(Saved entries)
===

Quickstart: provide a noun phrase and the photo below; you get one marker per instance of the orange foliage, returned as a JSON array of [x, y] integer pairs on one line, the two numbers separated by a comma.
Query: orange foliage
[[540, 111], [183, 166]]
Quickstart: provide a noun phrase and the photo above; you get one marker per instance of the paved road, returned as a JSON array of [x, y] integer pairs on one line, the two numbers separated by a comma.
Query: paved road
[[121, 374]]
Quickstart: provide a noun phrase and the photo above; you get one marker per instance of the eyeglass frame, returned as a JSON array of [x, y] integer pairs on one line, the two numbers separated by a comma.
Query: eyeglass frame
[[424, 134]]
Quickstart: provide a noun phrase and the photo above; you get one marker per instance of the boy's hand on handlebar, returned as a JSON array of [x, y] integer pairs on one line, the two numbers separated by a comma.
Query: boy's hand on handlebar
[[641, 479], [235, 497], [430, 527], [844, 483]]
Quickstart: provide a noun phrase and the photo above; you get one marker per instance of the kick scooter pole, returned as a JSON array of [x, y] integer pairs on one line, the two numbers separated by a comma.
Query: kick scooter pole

===

* [WRITTEN TASK] Please quote all of the data above word for word, keeping every line in its original order.

* [EXERCISE SOLUTION]
Quickstart: provide a noun phrase and the photo below; you get one marker per instance of the orange foliage, returned as a JSON array of [x, y] integer pairs on one line, the two numbers separated by a comma.
Query: orange foliage
[[540, 111], [183, 166]]
Quickstart: provide a noun phrase and the photo above; you get one marker per instance of the paved road, returned as a JSON array of [x, y] integer pairs on one line, the two numbers separated by a comma.
Query: paved road
[[121, 374]]
Quickstart: provide a noun phrase and the photo above; you get one marker per instance of the eyeglass frame, returned as a JSON array of [x, y] integer pairs on one line, the two numbers separated by a comma.
Query: eyeglass frame
[[424, 134]]
Quickstart: provide a noun phrase and the photo above; you get one marker per instance of the boy's hand on handlebar, returned as a JSON array of [x, y] integer pairs on one line, the two numbers separated by a comma.
Query: boy's hand on handlebar
[[641, 479], [235, 497], [430, 527], [844, 483]]
Quickstart: provide a noun phrase and the photo above; you get one marker per instance of the kick scooter pole, returned as a JSON array of [x, y] integer pairs on one line, the two numbers separated by a comma.
Query: kick scooter pole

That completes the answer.